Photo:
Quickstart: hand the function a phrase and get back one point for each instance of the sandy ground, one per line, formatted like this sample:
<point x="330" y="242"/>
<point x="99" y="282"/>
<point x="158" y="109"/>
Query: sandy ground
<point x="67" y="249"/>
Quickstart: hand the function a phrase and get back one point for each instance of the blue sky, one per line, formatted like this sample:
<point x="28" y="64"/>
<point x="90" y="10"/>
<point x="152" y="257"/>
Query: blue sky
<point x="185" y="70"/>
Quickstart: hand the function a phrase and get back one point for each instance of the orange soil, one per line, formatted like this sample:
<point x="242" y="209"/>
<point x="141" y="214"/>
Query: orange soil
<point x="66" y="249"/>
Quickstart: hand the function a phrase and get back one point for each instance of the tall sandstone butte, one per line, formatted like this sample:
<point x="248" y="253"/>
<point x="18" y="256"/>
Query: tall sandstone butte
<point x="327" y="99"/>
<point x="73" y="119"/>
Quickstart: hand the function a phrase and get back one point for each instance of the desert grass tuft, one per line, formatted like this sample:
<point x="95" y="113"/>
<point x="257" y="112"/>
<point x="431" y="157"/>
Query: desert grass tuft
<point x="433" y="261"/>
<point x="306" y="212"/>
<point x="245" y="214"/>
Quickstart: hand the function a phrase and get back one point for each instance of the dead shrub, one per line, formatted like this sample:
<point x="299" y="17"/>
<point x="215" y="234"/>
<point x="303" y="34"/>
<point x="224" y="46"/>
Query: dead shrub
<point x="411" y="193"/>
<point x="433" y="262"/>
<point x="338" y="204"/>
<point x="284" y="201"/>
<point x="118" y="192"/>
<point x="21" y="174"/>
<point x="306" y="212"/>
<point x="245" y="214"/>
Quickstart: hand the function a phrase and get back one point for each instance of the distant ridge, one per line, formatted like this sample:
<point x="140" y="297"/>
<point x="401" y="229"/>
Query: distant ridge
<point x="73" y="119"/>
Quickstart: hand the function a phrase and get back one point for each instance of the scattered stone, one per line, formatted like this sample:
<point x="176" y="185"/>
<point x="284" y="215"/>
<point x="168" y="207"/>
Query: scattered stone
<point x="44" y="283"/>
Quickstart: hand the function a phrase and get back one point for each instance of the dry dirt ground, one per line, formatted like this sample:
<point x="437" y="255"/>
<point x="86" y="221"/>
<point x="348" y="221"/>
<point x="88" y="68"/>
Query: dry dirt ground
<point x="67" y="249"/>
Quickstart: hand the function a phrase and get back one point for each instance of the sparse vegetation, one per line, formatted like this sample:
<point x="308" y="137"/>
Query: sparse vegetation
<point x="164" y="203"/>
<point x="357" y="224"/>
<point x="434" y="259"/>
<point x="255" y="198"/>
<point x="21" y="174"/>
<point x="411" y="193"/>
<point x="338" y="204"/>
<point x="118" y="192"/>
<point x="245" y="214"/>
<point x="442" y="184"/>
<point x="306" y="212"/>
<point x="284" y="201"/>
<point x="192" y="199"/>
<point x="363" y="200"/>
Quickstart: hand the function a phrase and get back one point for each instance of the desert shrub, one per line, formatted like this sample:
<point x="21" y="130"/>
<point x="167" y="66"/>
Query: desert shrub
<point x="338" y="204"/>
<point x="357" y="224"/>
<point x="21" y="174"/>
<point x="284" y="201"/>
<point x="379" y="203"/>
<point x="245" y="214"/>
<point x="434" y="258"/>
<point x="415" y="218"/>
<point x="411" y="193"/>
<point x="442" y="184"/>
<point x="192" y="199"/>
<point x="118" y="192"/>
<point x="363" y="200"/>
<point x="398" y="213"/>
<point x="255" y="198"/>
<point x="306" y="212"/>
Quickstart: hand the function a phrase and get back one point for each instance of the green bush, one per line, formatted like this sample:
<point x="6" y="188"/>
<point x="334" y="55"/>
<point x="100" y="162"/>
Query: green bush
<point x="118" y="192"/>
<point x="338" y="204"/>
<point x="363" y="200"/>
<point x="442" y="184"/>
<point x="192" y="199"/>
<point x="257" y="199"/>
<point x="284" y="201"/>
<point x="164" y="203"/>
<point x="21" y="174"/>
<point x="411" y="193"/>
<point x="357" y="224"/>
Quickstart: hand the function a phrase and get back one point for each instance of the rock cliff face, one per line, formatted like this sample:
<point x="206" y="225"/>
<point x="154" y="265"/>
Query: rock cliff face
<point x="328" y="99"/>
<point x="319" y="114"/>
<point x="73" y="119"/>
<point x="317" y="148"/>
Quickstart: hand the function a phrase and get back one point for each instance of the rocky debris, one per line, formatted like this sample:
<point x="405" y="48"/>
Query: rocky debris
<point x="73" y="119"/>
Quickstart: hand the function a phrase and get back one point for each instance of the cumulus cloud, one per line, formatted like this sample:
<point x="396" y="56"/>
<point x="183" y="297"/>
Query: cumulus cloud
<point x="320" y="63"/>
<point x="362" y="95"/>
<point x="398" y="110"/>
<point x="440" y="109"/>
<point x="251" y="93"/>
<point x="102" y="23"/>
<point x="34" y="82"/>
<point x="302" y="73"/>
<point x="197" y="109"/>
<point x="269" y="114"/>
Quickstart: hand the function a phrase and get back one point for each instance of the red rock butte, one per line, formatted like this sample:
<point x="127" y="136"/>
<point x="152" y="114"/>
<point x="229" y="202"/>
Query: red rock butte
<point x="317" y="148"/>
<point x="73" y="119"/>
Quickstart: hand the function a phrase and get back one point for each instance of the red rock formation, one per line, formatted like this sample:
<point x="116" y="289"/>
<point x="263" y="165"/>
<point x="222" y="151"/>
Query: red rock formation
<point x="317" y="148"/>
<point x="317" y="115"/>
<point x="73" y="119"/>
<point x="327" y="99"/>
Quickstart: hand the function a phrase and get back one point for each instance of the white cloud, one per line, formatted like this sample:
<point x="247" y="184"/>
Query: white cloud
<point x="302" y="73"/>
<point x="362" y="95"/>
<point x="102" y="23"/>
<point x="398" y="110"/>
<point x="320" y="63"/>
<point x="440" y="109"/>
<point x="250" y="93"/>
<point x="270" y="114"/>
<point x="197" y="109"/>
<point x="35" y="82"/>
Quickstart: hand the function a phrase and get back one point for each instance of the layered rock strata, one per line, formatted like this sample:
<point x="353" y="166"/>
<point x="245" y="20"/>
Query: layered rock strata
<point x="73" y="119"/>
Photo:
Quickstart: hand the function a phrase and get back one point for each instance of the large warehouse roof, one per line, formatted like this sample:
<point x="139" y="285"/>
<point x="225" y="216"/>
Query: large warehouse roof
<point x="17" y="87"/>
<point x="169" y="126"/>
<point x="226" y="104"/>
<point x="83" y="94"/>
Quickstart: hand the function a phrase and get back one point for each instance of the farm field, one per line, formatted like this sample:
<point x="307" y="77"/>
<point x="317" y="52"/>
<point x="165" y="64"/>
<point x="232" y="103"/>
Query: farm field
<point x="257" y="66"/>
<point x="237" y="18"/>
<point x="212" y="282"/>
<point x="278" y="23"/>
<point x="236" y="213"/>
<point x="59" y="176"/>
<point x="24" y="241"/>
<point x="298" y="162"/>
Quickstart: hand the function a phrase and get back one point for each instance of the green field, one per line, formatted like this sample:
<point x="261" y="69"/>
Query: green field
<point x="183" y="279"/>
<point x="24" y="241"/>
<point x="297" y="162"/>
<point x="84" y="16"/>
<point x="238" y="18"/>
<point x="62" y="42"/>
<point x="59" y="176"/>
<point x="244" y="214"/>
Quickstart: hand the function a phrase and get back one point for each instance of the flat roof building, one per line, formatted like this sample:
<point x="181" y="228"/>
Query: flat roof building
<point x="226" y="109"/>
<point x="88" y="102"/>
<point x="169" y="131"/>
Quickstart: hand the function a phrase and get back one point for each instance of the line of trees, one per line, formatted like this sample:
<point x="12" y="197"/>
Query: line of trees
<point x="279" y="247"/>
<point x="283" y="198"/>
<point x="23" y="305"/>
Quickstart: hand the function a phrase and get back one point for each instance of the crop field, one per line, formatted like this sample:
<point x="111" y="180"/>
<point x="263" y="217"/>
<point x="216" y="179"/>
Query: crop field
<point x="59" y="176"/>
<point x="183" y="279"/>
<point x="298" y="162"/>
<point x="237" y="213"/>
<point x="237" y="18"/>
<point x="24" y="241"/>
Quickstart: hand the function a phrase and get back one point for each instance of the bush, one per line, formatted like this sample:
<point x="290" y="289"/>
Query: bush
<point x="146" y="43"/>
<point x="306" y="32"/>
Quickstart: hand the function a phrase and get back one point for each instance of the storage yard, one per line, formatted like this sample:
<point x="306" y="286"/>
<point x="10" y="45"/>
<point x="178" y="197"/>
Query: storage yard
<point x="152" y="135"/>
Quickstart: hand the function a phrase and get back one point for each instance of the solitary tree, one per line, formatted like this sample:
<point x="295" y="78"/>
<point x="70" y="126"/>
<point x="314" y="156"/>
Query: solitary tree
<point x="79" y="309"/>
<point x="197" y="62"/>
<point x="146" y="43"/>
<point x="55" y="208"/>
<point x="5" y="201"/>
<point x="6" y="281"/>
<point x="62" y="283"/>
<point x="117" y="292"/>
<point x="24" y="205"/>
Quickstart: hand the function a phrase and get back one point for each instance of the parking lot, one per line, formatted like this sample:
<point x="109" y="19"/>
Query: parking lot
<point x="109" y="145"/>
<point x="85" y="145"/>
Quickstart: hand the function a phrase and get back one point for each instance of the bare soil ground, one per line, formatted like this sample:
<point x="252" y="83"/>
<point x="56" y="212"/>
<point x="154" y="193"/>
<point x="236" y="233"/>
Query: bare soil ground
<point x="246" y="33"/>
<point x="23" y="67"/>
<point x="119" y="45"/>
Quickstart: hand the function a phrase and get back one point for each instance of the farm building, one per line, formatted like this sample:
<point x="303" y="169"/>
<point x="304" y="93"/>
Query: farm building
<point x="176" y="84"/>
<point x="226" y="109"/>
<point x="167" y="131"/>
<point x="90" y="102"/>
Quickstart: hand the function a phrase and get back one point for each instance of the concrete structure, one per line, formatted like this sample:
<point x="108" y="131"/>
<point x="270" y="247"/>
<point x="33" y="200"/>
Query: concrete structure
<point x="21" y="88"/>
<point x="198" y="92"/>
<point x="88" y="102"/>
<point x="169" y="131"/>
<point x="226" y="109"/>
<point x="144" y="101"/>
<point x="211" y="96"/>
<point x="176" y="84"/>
========
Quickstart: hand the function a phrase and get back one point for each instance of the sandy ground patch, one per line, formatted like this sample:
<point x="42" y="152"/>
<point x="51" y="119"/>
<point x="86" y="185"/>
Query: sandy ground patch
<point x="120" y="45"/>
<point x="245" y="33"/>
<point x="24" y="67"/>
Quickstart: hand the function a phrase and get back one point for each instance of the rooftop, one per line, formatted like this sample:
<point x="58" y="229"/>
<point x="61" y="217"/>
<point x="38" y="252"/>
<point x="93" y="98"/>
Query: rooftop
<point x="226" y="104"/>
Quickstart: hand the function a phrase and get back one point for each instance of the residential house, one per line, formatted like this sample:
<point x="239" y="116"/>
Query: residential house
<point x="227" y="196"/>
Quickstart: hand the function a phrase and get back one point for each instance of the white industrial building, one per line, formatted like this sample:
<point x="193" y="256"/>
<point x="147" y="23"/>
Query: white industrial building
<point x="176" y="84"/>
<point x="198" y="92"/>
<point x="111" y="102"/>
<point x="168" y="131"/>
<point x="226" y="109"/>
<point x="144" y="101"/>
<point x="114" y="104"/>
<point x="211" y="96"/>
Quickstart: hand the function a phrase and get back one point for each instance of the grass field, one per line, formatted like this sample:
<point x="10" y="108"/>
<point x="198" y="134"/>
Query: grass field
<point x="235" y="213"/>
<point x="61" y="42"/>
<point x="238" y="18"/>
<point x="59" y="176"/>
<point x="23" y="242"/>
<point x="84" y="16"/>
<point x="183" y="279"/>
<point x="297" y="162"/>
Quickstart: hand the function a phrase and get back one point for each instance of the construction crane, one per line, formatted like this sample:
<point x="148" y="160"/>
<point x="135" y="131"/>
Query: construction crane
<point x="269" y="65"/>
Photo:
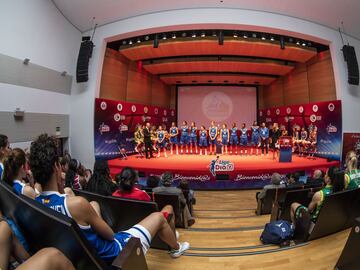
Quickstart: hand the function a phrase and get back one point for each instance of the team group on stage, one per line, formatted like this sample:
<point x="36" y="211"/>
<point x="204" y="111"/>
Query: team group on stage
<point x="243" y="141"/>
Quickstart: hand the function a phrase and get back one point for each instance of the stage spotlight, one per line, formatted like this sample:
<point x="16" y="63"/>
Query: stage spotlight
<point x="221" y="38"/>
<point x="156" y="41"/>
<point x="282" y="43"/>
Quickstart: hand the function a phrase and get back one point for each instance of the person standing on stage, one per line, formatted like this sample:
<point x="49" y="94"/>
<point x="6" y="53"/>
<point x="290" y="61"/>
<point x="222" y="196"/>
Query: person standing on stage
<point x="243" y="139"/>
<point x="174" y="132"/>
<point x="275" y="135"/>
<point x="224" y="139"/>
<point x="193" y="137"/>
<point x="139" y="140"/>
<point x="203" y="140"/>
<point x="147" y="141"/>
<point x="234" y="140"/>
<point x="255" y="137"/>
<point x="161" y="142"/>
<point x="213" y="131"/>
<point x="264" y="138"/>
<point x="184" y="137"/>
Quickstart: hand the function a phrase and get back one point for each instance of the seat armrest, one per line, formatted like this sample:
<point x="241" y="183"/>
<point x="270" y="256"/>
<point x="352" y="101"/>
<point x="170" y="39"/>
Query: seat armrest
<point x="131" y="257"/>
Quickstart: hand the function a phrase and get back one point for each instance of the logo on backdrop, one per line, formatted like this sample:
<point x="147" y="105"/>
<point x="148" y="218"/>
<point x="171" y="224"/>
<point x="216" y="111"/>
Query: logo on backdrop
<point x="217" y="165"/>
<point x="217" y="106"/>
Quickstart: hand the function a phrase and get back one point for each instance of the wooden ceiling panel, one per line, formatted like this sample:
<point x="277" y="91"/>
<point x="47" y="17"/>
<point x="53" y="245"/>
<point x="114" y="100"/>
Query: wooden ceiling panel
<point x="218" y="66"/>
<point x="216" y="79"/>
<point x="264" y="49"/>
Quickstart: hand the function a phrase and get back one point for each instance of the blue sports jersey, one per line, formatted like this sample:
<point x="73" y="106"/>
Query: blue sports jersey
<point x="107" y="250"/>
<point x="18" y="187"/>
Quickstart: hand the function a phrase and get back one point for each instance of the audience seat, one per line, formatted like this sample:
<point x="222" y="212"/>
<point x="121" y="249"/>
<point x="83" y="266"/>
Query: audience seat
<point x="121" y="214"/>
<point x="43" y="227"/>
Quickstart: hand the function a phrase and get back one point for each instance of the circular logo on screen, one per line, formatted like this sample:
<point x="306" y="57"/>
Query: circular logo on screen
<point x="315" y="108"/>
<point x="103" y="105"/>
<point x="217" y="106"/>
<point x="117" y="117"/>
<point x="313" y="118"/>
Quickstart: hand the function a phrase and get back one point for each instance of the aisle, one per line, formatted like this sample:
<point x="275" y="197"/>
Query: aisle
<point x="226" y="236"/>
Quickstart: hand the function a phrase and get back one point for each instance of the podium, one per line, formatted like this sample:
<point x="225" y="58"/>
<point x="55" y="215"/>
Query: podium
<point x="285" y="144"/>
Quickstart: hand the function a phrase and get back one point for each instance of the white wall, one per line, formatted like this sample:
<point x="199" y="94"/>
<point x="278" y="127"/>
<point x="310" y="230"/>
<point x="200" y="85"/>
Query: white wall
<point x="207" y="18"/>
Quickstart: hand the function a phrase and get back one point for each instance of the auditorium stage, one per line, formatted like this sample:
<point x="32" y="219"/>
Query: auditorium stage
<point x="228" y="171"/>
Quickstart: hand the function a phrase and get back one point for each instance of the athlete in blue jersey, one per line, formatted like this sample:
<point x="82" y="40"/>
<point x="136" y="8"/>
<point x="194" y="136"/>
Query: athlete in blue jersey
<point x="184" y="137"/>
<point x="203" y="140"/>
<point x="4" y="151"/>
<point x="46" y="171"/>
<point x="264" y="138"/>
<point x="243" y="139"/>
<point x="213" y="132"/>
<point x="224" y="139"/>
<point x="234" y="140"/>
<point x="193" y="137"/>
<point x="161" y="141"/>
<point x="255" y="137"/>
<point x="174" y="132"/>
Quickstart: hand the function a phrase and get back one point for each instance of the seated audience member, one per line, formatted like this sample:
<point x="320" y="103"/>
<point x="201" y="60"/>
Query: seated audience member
========
Instruction
Which lines in the items above contain the word "cliff"? Extract every one of them and copy each line unchanged.

Worked answer
Quickstart: hand the function a phrase and get back one point for each instance of the rock cliff face, one per line, formatted like this sample:
Query: rock cliff face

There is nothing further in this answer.